Natural language region descriptions
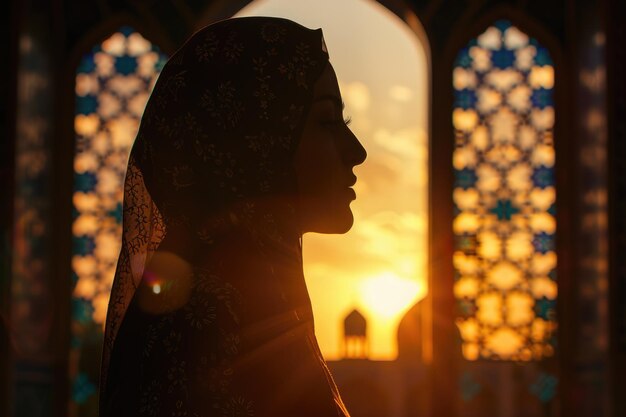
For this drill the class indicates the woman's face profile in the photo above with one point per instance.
(326, 155)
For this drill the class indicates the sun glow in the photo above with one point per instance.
(387, 295)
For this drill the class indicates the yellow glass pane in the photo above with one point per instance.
(527, 137)
(466, 264)
(542, 264)
(464, 157)
(466, 199)
(86, 125)
(488, 99)
(107, 246)
(524, 57)
(542, 199)
(470, 351)
(480, 137)
(489, 309)
(468, 328)
(137, 104)
(542, 119)
(503, 156)
(504, 275)
(108, 105)
(84, 265)
(503, 125)
(544, 287)
(466, 223)
(123, 130)
(519, 246)
(85, 201)
(85, 161)
(541, 77)
(85, 287)
(137, 45)
(115, 44)
(464, 120)
(543, 222)
(489, 246)
(519, 308)
(105, 64)
(86, 84)
(518, 178)
(85, 224)
(466, 287)
(488, 178)
(543, 155)
(505, 342)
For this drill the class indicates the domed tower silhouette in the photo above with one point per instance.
(411, 334)
(355, 336)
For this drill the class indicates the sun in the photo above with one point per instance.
(387, 295)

__ABOUT THIS TASK__.
Your output should be the lines from the one with "For this drill the class indicates the domed" through the last line of the entries above, copied exactly and nothing more.

__SOLUTION FOR THIS PROBLEM__.
For this drill the class indicates the domed tower silhouette in the photo above with one point per instance.
(411, 334)
(355, 336)
For this drill the class indicates the sun in the photo above with one point per instance.
(387, 295)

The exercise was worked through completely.